_WORK TO COMPLETE_
Please find every line in the entries below that contains the string "watermark", and copy it.

[Saved entries]
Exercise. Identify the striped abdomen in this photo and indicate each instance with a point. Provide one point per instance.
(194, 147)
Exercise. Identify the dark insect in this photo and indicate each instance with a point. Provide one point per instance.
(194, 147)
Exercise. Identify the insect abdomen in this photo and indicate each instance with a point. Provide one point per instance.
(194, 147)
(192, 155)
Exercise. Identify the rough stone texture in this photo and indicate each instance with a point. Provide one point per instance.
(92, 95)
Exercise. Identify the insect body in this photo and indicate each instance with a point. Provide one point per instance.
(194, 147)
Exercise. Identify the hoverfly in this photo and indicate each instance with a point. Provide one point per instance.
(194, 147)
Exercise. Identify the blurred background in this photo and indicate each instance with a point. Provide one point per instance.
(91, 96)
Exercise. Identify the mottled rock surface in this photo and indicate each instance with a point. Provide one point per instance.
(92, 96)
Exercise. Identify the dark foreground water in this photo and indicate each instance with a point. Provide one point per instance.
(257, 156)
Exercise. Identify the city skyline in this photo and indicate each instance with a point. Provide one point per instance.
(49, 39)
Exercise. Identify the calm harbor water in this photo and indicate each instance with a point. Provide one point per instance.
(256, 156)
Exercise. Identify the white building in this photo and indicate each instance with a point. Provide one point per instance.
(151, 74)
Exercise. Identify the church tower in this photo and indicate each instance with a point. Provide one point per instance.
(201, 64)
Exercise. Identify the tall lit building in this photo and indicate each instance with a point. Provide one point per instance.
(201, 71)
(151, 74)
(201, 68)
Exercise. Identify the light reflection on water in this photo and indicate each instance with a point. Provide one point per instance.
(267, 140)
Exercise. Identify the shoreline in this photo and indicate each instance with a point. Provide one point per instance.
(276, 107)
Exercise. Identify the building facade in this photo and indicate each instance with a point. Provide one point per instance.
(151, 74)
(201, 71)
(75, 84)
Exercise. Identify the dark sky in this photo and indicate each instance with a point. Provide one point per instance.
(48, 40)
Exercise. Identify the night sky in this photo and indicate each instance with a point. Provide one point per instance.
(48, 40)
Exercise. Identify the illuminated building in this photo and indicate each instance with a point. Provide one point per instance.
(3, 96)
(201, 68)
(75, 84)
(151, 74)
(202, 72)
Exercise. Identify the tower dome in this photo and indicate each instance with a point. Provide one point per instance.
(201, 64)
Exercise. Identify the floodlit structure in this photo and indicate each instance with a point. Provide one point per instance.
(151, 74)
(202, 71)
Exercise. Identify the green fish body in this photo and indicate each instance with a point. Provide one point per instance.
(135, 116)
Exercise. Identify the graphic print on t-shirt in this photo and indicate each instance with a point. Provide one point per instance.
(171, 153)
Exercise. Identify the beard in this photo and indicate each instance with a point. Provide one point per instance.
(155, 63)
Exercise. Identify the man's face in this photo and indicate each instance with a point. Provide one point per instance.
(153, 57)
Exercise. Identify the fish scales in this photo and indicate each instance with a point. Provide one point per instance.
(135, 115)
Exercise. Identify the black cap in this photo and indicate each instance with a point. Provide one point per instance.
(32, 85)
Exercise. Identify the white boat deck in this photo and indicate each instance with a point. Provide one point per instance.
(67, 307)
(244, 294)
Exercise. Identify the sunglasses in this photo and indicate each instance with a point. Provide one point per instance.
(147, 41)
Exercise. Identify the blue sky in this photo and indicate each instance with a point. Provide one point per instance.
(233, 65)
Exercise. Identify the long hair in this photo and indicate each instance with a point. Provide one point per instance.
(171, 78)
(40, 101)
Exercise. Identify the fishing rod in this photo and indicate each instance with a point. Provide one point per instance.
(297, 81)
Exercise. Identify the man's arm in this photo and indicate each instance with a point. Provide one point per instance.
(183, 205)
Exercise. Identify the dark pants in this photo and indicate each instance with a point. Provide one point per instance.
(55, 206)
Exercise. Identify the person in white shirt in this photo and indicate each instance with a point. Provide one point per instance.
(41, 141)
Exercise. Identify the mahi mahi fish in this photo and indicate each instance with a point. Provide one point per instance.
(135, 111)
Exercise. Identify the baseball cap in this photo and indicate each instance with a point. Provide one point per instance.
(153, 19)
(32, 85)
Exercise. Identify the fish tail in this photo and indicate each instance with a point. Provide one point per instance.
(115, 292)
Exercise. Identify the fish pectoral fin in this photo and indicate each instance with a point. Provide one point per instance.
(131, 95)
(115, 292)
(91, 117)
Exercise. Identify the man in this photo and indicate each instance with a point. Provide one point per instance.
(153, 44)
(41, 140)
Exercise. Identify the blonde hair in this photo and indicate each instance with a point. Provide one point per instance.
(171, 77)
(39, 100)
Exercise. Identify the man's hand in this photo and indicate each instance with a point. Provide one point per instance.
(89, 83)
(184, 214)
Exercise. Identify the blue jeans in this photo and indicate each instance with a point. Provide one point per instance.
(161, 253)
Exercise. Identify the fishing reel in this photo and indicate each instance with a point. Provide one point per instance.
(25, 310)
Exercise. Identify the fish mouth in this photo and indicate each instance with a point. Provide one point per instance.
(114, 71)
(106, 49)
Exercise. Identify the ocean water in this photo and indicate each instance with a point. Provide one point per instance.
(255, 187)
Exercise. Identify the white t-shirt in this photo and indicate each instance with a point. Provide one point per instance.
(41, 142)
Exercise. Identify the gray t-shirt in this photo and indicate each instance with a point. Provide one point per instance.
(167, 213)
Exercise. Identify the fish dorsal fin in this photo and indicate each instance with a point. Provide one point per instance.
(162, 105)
==
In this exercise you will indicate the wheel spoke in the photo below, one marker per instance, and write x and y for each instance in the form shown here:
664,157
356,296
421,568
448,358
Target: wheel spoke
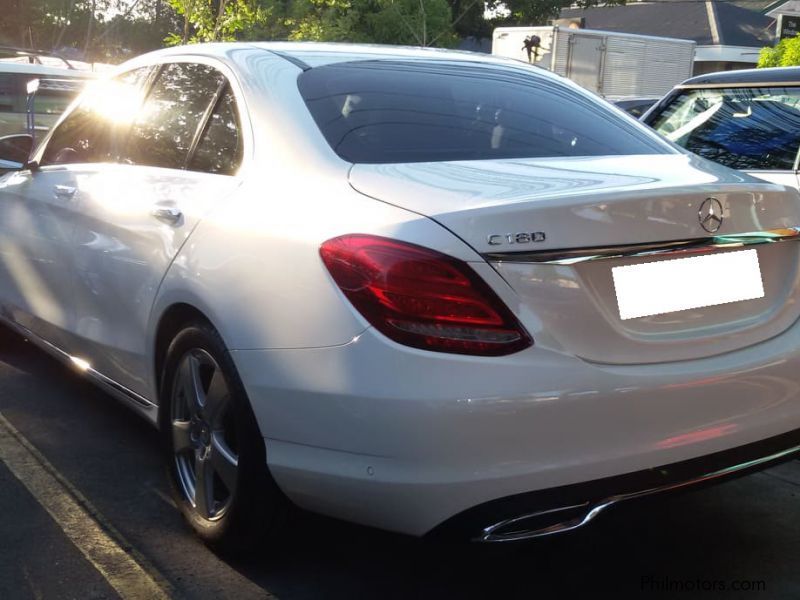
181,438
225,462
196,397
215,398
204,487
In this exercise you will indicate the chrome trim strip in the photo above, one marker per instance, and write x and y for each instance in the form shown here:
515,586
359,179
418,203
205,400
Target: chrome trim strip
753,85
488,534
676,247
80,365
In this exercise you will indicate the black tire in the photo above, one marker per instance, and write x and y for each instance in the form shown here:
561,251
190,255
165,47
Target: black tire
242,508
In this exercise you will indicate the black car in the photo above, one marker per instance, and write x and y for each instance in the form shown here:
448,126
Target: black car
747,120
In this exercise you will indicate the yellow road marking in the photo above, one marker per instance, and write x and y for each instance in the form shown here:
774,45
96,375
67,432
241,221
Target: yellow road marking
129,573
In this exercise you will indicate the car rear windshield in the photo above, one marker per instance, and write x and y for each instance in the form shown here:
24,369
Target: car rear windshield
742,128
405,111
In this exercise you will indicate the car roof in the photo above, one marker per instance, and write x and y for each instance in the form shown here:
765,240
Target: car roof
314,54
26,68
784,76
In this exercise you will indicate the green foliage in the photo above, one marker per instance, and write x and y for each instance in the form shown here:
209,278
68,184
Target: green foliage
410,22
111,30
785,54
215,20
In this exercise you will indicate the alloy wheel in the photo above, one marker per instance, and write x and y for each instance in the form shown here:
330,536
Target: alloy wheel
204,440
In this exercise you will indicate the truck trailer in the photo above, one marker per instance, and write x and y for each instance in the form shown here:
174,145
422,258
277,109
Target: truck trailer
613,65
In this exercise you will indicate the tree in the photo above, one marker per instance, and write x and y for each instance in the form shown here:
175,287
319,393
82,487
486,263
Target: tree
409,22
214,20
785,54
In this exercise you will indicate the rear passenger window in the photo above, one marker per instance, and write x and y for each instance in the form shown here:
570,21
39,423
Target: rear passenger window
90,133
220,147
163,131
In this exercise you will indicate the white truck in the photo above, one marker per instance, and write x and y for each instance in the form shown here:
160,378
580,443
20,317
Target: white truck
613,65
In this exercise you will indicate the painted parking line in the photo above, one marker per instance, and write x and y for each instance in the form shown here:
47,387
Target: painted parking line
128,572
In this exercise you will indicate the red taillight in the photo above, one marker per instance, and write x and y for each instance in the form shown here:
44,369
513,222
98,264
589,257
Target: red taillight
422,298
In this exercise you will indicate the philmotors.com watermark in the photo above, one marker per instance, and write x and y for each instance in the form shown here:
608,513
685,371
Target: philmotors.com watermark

_REPLY TO THE EXERCISE_
In this exercise you will indicate the philmotors.com watermark in the photo above, one marker per instance, and write x and y for each instance in the form shown here:
Target: philmotors.com watermark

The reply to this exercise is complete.